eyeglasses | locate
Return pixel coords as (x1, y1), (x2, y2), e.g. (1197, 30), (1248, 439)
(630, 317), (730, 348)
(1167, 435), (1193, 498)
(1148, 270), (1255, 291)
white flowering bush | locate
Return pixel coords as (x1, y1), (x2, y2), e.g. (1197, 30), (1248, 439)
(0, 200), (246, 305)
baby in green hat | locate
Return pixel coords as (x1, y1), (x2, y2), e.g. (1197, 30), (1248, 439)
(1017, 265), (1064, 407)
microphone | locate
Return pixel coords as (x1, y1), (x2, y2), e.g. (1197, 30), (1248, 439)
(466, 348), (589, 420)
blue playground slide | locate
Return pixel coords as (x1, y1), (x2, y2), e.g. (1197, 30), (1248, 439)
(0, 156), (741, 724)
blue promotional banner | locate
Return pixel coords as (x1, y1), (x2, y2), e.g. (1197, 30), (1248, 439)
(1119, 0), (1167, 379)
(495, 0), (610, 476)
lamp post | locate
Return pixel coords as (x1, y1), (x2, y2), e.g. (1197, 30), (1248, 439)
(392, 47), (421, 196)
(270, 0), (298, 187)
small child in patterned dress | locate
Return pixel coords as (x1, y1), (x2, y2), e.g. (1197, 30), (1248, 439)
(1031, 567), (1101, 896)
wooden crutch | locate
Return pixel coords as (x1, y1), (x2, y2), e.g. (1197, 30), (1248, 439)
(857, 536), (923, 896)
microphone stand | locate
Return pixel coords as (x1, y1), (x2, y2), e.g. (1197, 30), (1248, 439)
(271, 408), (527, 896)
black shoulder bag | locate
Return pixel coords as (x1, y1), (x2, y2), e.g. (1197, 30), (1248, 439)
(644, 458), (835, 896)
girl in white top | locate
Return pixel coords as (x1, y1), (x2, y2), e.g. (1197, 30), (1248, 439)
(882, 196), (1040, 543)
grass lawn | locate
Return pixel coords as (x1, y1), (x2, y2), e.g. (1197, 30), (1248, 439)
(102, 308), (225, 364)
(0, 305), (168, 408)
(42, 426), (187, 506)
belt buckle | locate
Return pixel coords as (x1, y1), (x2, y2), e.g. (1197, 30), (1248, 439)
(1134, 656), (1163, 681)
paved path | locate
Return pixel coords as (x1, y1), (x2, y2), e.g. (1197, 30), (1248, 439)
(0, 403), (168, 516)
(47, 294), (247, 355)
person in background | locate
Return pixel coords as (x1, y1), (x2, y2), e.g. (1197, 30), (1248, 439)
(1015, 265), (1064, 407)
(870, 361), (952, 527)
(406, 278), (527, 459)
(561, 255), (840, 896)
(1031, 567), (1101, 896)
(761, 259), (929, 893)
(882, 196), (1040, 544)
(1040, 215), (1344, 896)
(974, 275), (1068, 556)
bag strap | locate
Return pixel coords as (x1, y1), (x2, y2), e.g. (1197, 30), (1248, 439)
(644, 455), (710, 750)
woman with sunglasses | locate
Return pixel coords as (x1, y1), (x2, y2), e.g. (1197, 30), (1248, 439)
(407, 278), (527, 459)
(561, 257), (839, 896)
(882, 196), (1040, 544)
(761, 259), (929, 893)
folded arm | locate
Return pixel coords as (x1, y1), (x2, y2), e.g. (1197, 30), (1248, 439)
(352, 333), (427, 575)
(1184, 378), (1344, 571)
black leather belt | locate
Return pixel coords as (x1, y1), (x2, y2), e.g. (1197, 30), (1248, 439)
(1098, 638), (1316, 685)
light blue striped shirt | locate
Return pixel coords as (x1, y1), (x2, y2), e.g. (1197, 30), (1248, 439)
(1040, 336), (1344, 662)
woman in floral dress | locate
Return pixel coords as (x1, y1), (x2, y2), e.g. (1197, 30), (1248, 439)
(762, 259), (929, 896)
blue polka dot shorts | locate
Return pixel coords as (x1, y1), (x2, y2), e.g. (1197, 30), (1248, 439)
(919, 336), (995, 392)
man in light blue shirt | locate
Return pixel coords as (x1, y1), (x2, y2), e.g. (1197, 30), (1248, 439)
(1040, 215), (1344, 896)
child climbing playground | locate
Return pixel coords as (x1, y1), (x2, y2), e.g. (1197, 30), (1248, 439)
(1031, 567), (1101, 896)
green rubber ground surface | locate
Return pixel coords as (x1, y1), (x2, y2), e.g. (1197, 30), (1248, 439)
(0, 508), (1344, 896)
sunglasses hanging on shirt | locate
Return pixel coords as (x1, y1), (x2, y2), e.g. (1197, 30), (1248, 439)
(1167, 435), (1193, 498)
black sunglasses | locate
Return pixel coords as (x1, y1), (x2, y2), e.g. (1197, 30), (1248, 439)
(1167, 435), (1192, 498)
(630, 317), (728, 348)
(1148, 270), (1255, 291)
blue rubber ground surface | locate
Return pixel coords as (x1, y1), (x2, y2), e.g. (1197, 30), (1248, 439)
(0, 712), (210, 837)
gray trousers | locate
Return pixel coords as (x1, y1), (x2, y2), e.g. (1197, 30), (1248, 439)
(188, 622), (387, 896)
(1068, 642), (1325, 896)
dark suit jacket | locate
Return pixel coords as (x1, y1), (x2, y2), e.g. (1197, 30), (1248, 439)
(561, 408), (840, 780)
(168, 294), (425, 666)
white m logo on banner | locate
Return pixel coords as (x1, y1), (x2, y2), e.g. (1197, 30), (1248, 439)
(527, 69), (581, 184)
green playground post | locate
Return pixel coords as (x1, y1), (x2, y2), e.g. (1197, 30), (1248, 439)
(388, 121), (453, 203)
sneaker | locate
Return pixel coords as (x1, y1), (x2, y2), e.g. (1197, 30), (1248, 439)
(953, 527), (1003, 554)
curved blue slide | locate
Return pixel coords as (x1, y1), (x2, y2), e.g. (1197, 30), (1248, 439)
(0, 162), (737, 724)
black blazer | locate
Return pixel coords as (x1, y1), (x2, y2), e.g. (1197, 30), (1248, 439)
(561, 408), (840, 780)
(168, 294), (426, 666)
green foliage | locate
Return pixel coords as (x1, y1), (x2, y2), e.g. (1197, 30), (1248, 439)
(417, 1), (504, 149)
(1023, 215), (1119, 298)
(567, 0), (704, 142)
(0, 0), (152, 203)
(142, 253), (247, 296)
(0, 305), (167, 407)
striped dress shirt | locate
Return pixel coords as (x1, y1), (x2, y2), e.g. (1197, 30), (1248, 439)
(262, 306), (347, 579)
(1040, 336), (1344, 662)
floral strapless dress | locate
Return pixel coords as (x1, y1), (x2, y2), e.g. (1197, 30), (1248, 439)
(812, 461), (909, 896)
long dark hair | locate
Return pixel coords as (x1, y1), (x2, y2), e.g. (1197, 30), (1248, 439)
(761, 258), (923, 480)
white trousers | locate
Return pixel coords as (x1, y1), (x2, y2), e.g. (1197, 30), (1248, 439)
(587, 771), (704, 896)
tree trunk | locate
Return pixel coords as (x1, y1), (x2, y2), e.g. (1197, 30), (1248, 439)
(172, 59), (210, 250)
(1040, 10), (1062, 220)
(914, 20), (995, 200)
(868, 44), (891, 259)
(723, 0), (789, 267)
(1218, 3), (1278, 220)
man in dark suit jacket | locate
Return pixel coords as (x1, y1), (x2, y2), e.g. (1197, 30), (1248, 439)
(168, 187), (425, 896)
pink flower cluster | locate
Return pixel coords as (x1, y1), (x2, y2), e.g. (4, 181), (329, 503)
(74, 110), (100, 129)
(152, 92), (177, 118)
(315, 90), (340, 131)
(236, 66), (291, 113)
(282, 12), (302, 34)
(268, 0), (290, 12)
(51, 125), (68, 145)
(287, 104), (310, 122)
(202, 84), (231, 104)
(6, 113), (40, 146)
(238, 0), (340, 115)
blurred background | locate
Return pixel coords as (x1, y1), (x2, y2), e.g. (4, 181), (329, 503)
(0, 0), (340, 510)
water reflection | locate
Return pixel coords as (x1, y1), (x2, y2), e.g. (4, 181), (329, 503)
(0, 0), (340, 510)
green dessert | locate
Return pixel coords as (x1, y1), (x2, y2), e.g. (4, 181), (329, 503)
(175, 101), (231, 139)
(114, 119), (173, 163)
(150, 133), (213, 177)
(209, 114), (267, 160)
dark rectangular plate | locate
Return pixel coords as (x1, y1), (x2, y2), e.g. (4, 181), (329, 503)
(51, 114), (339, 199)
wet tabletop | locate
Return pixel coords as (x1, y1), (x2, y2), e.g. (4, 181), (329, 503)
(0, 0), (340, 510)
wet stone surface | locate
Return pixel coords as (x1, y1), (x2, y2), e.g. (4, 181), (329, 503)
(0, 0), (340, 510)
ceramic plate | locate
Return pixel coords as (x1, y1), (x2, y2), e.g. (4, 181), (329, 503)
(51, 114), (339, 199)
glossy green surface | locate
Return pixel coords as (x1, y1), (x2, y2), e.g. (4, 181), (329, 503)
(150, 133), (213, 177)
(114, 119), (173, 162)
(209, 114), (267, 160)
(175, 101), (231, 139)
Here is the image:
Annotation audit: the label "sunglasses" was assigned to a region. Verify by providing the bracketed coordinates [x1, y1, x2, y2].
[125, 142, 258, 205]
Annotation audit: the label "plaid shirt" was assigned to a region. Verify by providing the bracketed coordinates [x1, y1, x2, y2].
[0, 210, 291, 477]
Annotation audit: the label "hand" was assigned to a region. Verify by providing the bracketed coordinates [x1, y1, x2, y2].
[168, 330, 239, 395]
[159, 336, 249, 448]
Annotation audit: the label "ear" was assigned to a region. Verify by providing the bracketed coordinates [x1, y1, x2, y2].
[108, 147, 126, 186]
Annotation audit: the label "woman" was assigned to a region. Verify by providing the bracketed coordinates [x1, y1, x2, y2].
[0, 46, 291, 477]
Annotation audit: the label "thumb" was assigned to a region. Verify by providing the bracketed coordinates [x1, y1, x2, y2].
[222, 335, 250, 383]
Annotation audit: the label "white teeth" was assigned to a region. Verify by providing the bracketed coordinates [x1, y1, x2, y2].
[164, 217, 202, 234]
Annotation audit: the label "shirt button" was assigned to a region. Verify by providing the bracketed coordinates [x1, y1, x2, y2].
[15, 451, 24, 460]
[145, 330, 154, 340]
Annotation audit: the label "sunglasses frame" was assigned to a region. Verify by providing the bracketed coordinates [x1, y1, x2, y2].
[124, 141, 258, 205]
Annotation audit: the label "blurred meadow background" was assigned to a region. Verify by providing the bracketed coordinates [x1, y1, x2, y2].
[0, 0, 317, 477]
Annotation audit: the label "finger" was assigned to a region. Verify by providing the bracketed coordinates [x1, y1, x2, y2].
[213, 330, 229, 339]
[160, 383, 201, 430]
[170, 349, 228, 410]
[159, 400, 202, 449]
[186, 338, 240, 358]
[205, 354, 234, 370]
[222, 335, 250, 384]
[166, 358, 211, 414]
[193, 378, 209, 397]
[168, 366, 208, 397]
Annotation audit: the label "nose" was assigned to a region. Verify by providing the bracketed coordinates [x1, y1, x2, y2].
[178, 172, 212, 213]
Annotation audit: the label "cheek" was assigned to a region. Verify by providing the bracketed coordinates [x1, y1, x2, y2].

+--

JOB: Please change "black blazer" to "dark suit jacket" in everything from the line containing "curved blue slide | locate" down to the line containing "(587, 771), (704, 896)". Reproduce only those lines, keeping everything else in them the same.

ANSWER FOR THIS EXERCISE:
curved blue slide | locate
Return pixel coords as (x1, y1), (x2, y2), e.g. (1197, 30), (1248, 439)
(0, 162), (737, 724)
dark suit jacket | locate
Return pixel coords as (x1, y1), (x2, y2), e.g. (1197, 30), (1248, 439)
(561, 408), (840, 780)
(168, 294), (426, 666)
green foliage | locate
Return pixel coords as (x1, y1), (x2, y2), e.g. (1197, 30), (1248, 439)
(417, 1), (504, 149)
(1023, 215), (1119, 298)
(567, 0), (704, 142)
(0, 0), (152, 203)
(142, 253), (247, 296)
(0, 305), (167, 407)
striped dress shirt | locate
Return pixel coords as (x1, y1), (x2, y2), e.g. (1197, 30), (1248, 439)
(262, 306), (347, 579)
(1040, 336), (1344, 662)
floral strapless dress | locate
Return pixel coords as (x1, y1), (x2, y2), e.g. (1197, 30), (1248, 439)
(812, 461), (909, 896)
long dark hair | locate
Return pixel coords as (x1, y1), (x2, y2), e.g. (1197, 30), (1248, 439)
(761, 258), (923, 480)
white trousers | locate
Return pixel coords as (x1, y1), (x2, y2), e.g. (1197, 30), (1248, 439)
(587, 771), (704, 896)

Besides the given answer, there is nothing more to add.